■ Assignment: The answer must be every line from the entries below that contains "white".
━━━ Data
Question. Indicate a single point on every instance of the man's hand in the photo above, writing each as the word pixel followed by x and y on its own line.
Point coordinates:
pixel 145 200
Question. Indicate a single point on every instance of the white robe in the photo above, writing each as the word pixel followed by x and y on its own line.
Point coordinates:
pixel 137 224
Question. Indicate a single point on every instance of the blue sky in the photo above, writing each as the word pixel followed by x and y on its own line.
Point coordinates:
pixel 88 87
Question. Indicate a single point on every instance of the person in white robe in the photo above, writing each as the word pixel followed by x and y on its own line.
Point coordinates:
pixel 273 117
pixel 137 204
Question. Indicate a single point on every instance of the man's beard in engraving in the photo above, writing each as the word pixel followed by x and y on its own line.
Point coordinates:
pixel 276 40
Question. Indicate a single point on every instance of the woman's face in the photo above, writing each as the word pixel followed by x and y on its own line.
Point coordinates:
━━━━━━
━━━ Data
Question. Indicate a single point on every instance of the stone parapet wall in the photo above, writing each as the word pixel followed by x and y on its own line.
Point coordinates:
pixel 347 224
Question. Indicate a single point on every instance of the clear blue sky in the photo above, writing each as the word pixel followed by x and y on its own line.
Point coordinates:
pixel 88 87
━━━━━━
━━━ Data
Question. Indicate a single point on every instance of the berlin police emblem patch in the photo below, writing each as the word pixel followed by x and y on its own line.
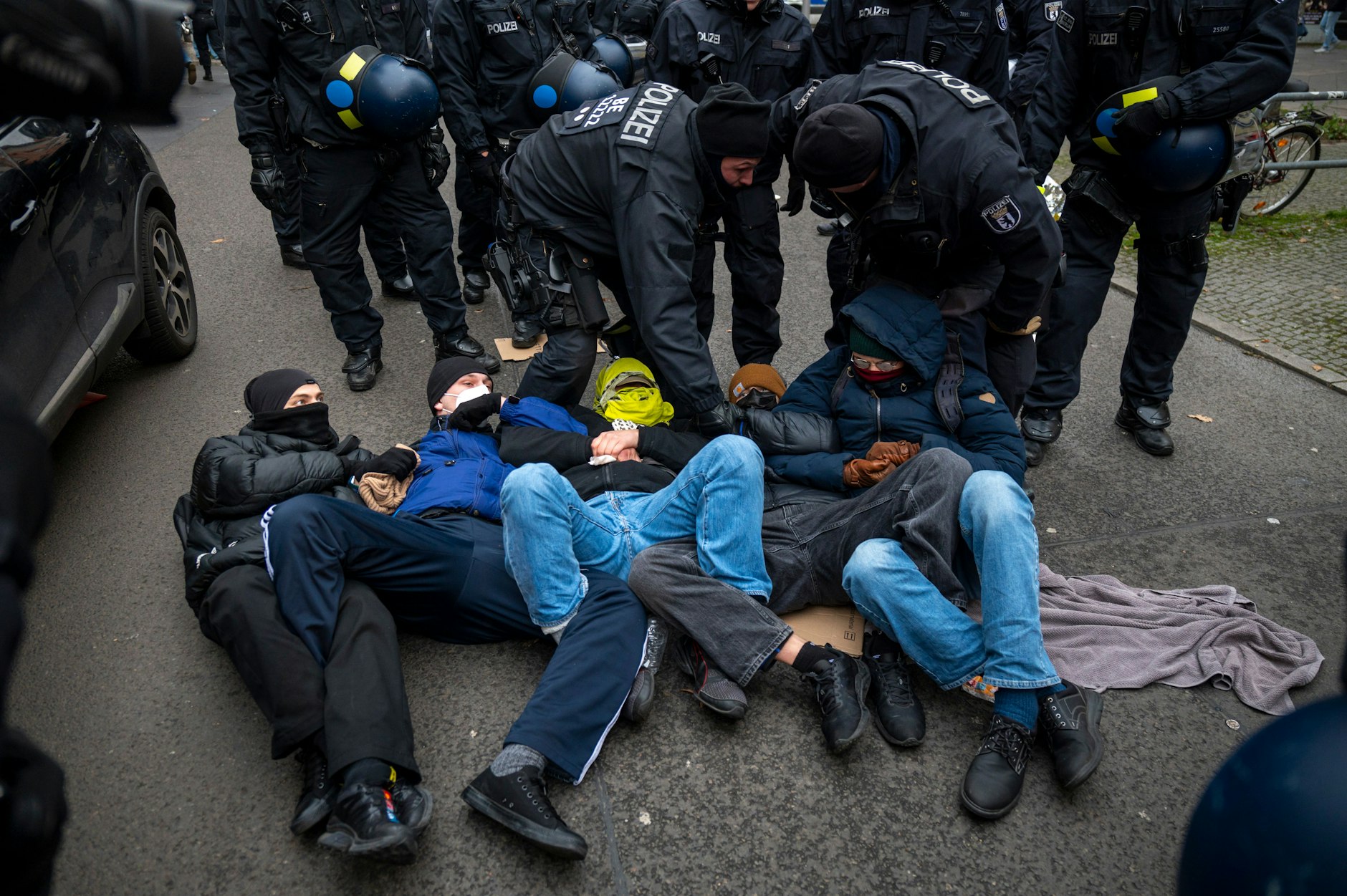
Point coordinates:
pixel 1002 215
━━━━━━
■ Exercise solution:
Question. Indicate a single point on every instance of the white robe in the photo above, writing each as the word pixel followed by x and y on its own line.
Question. Indicate a single point on every instance of the person in white robe in the photo above, writing each as the word pixel followed by x and y on its own line.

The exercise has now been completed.